═══ Page excerpt ═══
The following class will be out agent, that will generate rollouts via interaction between the agent and environment, as well as generate actions my sampling them from the policy network. Recall that the policy network now maps observations to logits for each action, so we can sample actions from the distribution.

Exercise - implement `VPGAgent`

Difficulty: 🔴🔴🔴⚪⚪

Importance: 🔵🔵🔵🔵⚪

You should spend up to 10-15 minutes on this exercise.

Implement the functions: * gen_rollout - this function compute the episode rollout, by interacting with the environment for args.num_steps_per_rollout steps. If an episode terminates, we reset the environment and continue. We will track the length of the episode in the lifespan variable, which indicates how long each episode runs before termination. FOr the cartpole environment, this will allow us to track performance (the longer the cart lives, the better it does.)

get_actions - this function takes in an observation, and returns the actions, logprobs, and entropy for that observation. You can use t.distributions.Categorical(logits=logits) to construct a distribution, from which you can get the actions, logprobs, and entropy. See the docs for details.

class VPGAgent:
    """Base Agent class handling the interaction with the environment."""

    dead: Bool[Tensor, " num_envs"]
    lifespan: Int[Tensor, " num_envs"]

    def __init__(
        self,
        envs: gym.Env,
        policy_network: PolicyNetwork,
        args: VPGArgs,
        rng: Optional[np.random.Generator] = None,
    ):
        self.envs = envs
        self.policy_network = policy_network
        self.rng = rng
        self.args = args
        self.obs_shape = envs.observation_space.shape
        self.action_shape = envs.action_space.shape

    @t.no_grad()
    def gen_rollout(self, rollout: Rollout) -> tuple[Rollout, dict[str, Any]]:
        """
        Compute the full episode rollout for all environments in parallel, adding them to the rollout buffer.
        It then returns the rollout buffer, and a dictionary of info contining the lifespan.

        Returns `infos` (list of dictionaries containing info we will log).
        """
        obs, _ = self.envs.reset()  # Need a starting observation
        device = self.args.device

        dead = t.zeros(self.args.num_envs, dtype=t.bool, device=device)
        lifespan = t.zeros(self.args.num_envs, dtype=t.int32, device=device)
        rollout.reset()

        raise NotImplementedError()

        info = {"lifespan": lifespan}

        return rollout, info

    def get_actions(
        self, obs: Float[Tensor, " num_envs *obs_shape"]
    ) -> tuple[Int[Tensor, " num_envs *action_shape"], Float[Tensor, " num_envs"], Float[Tensor, " num_envs"]]:
        """
        Computes the agents turn: given an observation for eahc environment,
        sample the action the agent takes, along with the log_probs of that action,
        and the entropy of the action distribution.
        """
        raise NotImplementedError()
═══
* Required task A
Summarize the VPGAgent exercise page in two sentences.
* Required task B
Rewrite the stretch of the VPGAgent exercise page from "Importance: 🔵🔵🔵🔵⚪" through "docs for details.", swapping "lifespan" for "survival_time".
═══ Stored data ═══
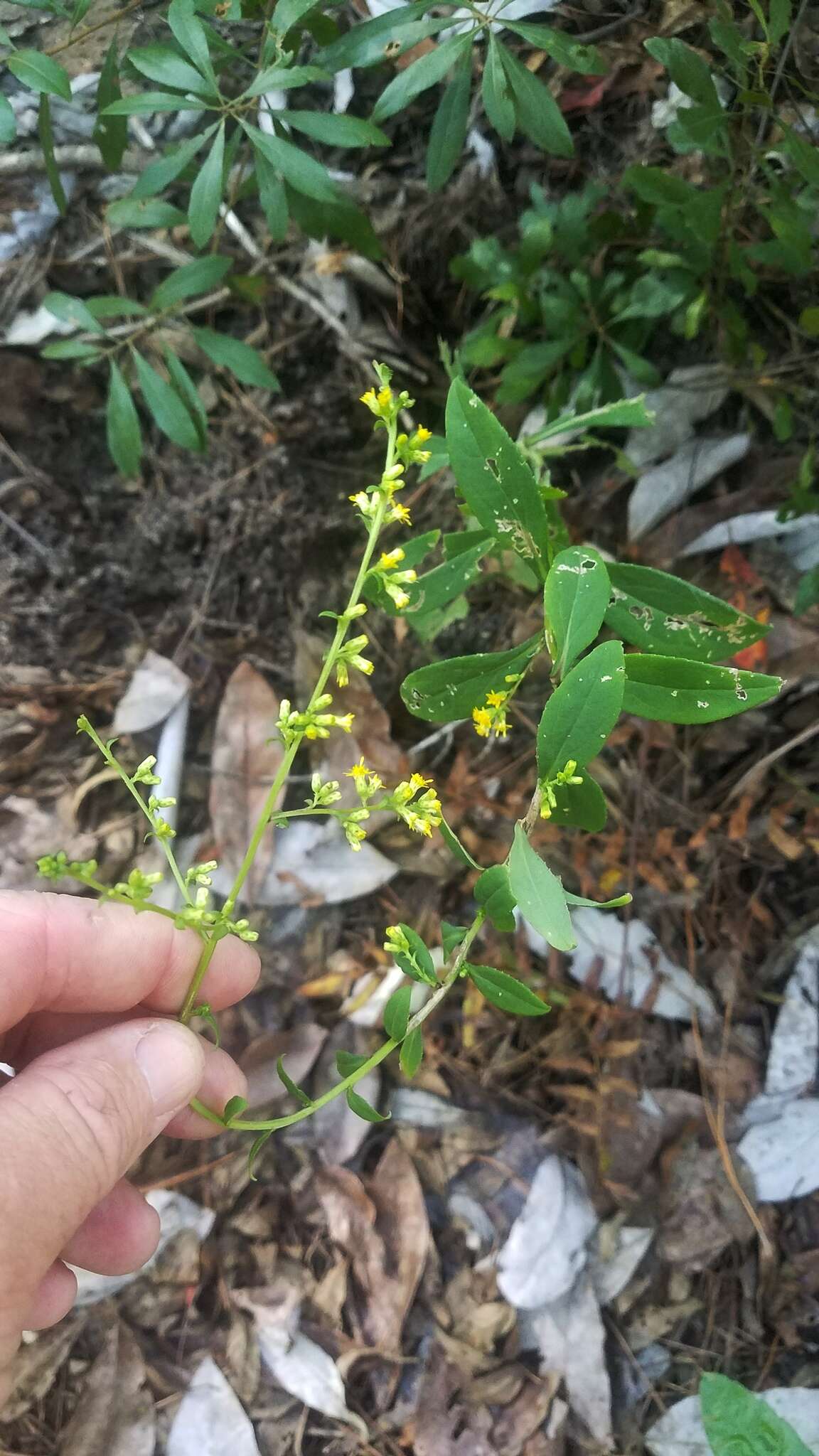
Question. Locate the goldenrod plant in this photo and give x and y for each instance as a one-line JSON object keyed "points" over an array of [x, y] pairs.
═══
* Expected output A
The page introduces an agent class that generates rollouts through interaction between the agent and the environment, and samples actions from a policy network that maps observations to logits for each action. The exercise is to implement gen_rollout, which interacts with the environment for a set number of steps, resets when an episode terminates, and tracks episode length in a lifespan variable, and get_actions, which returns the actions, log probabilities, and entropy for an observation.

* Expected output B
Importance: 🔵🔵🔵🔵⚪

You should spend up to 10-15 minutes on this exercise.

Implement the functions: * gen_rollout - this function compute the episode rollout, by interacting with the environment for args.num_steps_per_rollout steps. If an episode terminates, we reset the environment and continue. We will track the length of the episode in the survival_time variable, which indicates how long each episode runs before termination. FOr the cartpole environment, this will allow us to track performance (the longer the cart lives, the better it does.)

get_actions - this function takes in an observation, and returns the actions, logprobs, and entropy for that observation. You can use t.distributions.Categorical(logits=logits) to construct a distribution, from which you can get the actions, logprobs, and entropy. See the docs for details.